◆ TASK BRIEF
All entries must come back exactly as given, with no pictures in the copy.

[Items listed in a dataset]
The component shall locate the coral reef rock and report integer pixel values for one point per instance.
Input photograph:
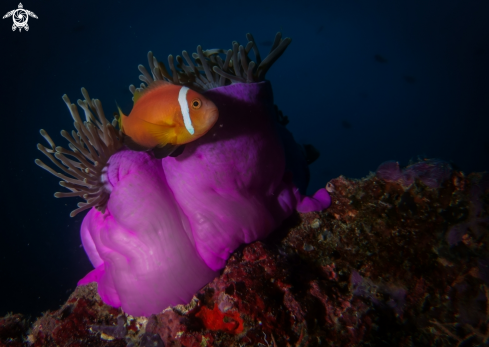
(385, 265)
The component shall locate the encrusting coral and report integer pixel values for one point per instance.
(375, 269)
(170, 223)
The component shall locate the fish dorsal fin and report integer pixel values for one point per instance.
(156, 84)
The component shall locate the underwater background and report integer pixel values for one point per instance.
(362, 81)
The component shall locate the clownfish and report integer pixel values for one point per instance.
(166, 116)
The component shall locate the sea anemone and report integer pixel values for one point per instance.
(95, 141)
(170, 223)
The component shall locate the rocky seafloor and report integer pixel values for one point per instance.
(393, 262)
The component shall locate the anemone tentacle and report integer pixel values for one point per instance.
(92, 145)
(209, 70)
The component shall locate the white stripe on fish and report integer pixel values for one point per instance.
(182, 100)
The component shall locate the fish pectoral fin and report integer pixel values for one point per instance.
(162, 151)
(163, 134)
(129, 142)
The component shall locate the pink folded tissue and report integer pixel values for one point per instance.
(171, 223)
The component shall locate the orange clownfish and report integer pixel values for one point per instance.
(166, 116)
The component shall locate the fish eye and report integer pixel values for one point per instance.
(196, 104)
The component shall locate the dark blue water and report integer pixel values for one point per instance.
(362, 81)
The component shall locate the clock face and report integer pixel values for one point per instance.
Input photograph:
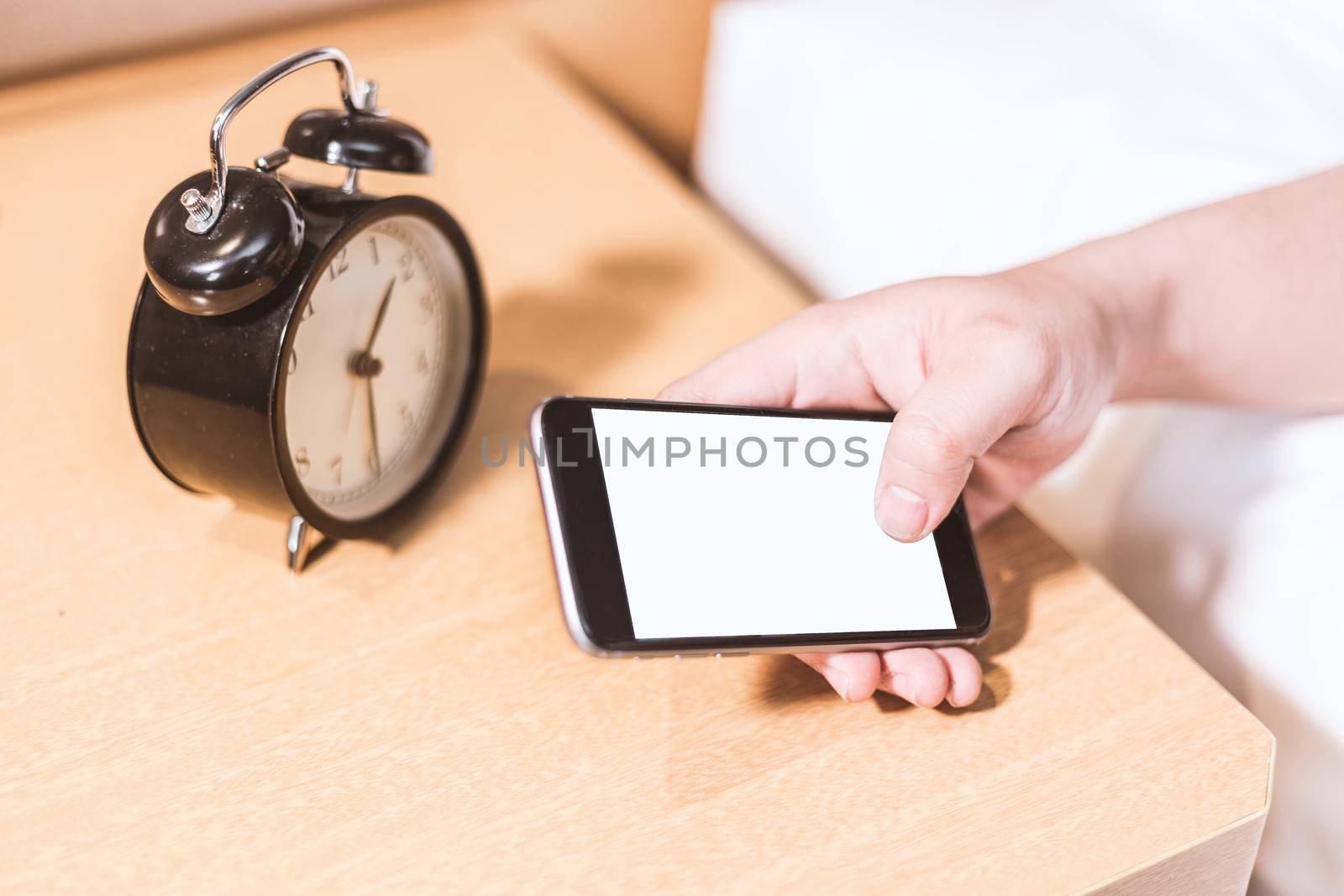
(378, 365)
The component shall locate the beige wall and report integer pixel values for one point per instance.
(643, 56)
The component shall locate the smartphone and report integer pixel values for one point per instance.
(703, 530)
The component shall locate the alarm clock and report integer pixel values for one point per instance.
(306, 349)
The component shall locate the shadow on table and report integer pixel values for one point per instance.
(1015, 558)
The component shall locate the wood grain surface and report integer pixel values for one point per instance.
(181, 715)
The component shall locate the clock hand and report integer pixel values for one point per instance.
(382, 312)
(373, 429)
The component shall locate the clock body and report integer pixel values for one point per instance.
(343, 392)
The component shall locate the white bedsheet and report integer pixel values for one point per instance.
(873, 143)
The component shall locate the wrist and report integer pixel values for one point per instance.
(1122, 282)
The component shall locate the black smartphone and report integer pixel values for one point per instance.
(705, 530)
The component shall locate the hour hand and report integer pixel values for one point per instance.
(382, 312)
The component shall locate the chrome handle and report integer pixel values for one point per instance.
(203, 208)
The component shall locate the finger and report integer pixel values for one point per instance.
(804, 362)
(960, 411)
(853, 674)
(963, 674)
(917, 674)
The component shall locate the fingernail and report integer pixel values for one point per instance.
(840, 681)
(902, 513)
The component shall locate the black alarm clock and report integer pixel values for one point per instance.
(307, 349)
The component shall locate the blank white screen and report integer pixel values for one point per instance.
(714, 547)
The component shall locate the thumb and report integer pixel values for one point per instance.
(960, 411)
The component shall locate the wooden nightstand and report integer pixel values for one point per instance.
(181, 715)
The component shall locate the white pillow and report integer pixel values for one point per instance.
(869, 144)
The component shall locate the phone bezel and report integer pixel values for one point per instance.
(588, 558)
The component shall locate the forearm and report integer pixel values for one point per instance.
(1241, 301)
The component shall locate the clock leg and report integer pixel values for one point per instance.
(299, 543)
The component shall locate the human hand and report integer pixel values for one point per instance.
(996, 380)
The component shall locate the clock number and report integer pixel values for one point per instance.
(429, 304)
(339, 264)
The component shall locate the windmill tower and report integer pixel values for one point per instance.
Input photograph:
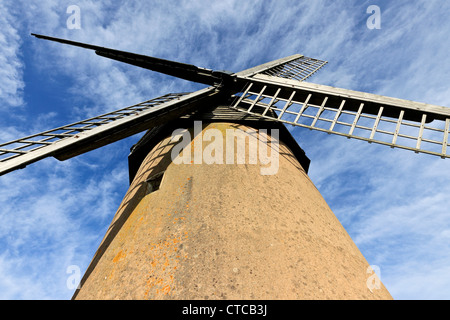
(192, 228)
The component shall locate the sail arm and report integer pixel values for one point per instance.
(74, 139)
(173, 68)
(373, 118)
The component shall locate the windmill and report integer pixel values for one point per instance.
(225, 231)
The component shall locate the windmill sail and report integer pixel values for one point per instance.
(79, 137)
(172, 68)
(394, 122)
(275, 91)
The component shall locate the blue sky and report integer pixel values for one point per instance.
(393, 203)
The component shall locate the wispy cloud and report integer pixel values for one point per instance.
(392, 202)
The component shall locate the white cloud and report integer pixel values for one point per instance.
(11, 66)
(392, 202)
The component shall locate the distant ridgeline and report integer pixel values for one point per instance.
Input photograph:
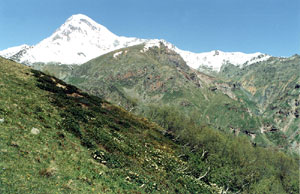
(260, 101)
(57, 139)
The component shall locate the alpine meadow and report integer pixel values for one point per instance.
(88, 111)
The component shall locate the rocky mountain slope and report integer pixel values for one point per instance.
(57, 139)
(81, 39)
(140, 77)
(274, 85)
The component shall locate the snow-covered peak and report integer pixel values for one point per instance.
(77, 41)
(215, 59)
(81, 39)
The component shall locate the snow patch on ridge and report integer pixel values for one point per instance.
(81, 39)
(7, 53)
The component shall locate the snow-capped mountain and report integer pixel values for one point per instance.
(81, 39)
(212, 60)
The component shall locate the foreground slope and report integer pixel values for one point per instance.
(141, 78)
(57, 139)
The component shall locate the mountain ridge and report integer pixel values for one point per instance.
(93, 39)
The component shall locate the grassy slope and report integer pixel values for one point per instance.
(160, 77)
(87, 145)
(272, 86)
(132, 155)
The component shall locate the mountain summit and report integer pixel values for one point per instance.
(81, 39)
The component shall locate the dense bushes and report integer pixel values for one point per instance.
(228, 161)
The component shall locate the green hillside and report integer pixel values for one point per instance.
(274, 86)
(57, 139)
(159, 78)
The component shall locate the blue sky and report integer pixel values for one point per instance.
(268, 26)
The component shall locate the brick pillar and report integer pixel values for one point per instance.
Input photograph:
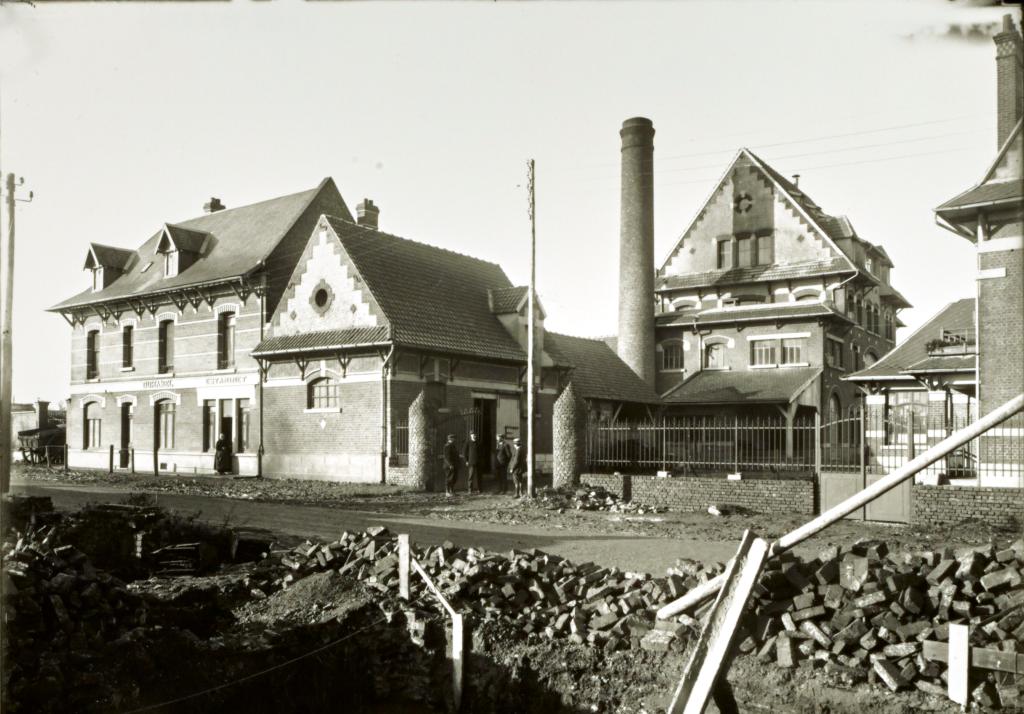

◆ OUTPUT FOR THIS EXERCISE
The component shall locate the coral reef rock and report integer pixel values for one point per instance.
Input photograph:
(385, 265)
The component shall locate the encrusting coral and report integer pixel values for one point per instance.
(375, 269)
(170, 223)
The component shall locate the fish dorsal fin and report integer pixel values for one point per instance.
(156, 84)
The component shall locate the underwater background and report integer pixel values for one point per instance.
(362, 81)
The component shall locate the clownfish and report integer pixel values for one point per instance.
(166, 116)
The component shall locate the sea anemone and report integer pixel values for one point per instance.
(95, 141)
(170, 223)
The component shall locate the rocky seafloor and report integer pixel values for one point per instance.
(393, 262)
The component shall locate the anemone tentacle and report integer pixel values for one point per instance.
(92, 145)
(209, 70)
The component shall locate the white stripe on fish and report integer pixel values for one point per instance.
(182, 100)
The component shall locate the fish pectoral fin and report integer pixel values for one point per instance.
(162, 151)
(163, 134)
(129, 142)
The component shall locate the pink folded tissue and report integer pixel values for one point per instance.
(171, 223)
The component shall locate the orange clownfish and report integer pixel values for one point per instance.
(166, 116)
The component shall locate the fish eye and report integer pixel values for one point per instance.
(196, 104)
The component shall locate the dark blue water and report integer pixel values for one point per instance.
(362, 81)
The component shall locate the clock face and report integer pixel values for one point per instance.
Input photograph:
(378, 365)
The component shall locate the beige wall and report integer pixel values for one point per instance.
(643, 56)
The component shall locate the smartphone and report integer pixel values for one point per instance.
(703, 530)
The component shall locate the alarm clock and report integer pixel values for one point per instance.
(306, 349)
The component shall locate the shadow on table and report integer pixel values for one point per instance.
(1015, 558)
The component shall locate the wood grain surface and report integer pixel values for one point per instance.
(181, 715)
The component shall locate the clock hand and report integer pixel values for one point per instance.
(382, 312)
(373, 429)
The component shall locate the clock body and report integer pixel values for one point per instance.
(343, 392)
The component shall locate the white bedsheet and report integer pixel values for one point per instance.
(873, 143)
The component shall locate the wrist and report integer pixel values for one point per instance.
(1122, 282)
The component shall locate the black smartphone and report integer pixel values for one point per instance.
(705, 530)
The component shall locate the hour hand and report integer pixel values for one point per instance.
(382, 312)
The component shall locate the chrome handle and report integer pixel values for one point per instance.
(203, 208)
The component shall locate the finger and report integer pixel values for one point per instance.
(804, 362)
(960, 411)
(853, 674)
(963, 674)
(917, 674)
The component shall locate the fingernail and report integer pixel values for one point per instance.
(840, 681)
(902, 513)
The component shall locate the black alarm clock and report integer pixel values for one point per instance.
(307, 349)
The component shall locate the blank white screen and report integer pixel values for one point per instance.
(714, 547)
The component shall locate the thumb and report integer pixel values for one point per instance.
(960, 411)
The component shall locate the wooden nightstand and report integer pixel values for one point per instance.
(181, 715)
The component shall locate the white pillow and report integer pixel values for one point per instance.
(869, 144)
The component shall locate the phone bezel and report integer pixel values for one point per instance.
(588, 558)
The component shall locate the forearm and report integer pixel values for one point per instance.
(1241, 301)
The component shall locate the clock leg and report integer pixel values for one point per instance.
(299, 543)
The component shall locate the human hand and report integer pixel values for one point per instance.
(996, 380)
The component shall locate the clock number and report integer pixel values for one point per instance.
(429, 304)
(339, 264)
The component shall locate the windmill tower and report integer pixel values for one point per instance.
Input photograph:
(192, 228)
The component shall locate the sail arm and report integer pixel values for one point per instance.
(74, 139)
(173, 68)
(373, 118)
The component shall locate the windmill and report integer pixel values for one point per instance.
(225, 231)
The component shall locate the windmill sail and report integer pixel values for one point per instance.
(79, 137)
(172, 68)
(394, 122)
(275, 91)
The component shall locate the blue sky and report integer pixel values for one point per instance.
(393, 203)
The component shall locate the wispy cloud and report integer pixel values for one point per instance.
(392, 202)
The component shall locate the white cloud and report integer pixel values for one point per instance.
(11, 66)
(392, 202)
The component shall locate the distant ridgeline and report integer pixel values for one point per instance.
Input photograph:
(260, 101)
(57, 139)
The component shall locate the alpine meadow and report integer pixel values for one point per instance.
(88, 111)
The component shall locate the rocky mountain slope and report integer pixel values for one point per instance.
(57, 139)
(81, 39)
(140, 77)
(274, 85)
The component shall locate the snow-covered peak and report integer pixel values for one point per instance.
(77, 41)
(215, 59)
(81, 39)
The component shall locate the snow patch on ridge and report integer pixel values for one point per instance.
(81, 39)
(7, 53)
The component shall locate the snow-capped mountain and report integer pixel values for one point per instance.
(81, 39)
(212, 60)
The component shall locate the foreground slope and report integer pixel values for one point per instance.
(141, 78)
(57, 139)
The component shall locate the mountain ridge and report integer pixel values for one point per instance.
(93, 39)
The component shall locate the grassy slope and report integer pixel values for one point per instance.
(160, 77)
(87, 145)
(272, 86)
(132, 155)
The component shall locate the mountain summit and report integer pixel values for one point per instance.
(81, 39)
The component shall locate the dense bushes and report integer pixel values for one point per instance.
(228, 161)
The component shall locate the green hillside and report integer pixel values for one point per instance.
(274, 86)
(57, 139)
(159, 78)
The component shall locate the blue sky and report integer pixel values for one point per instance.
(268, 26)
The component shall locate the brick pillar and report integer pixel values for one point per instance.
Input photograph:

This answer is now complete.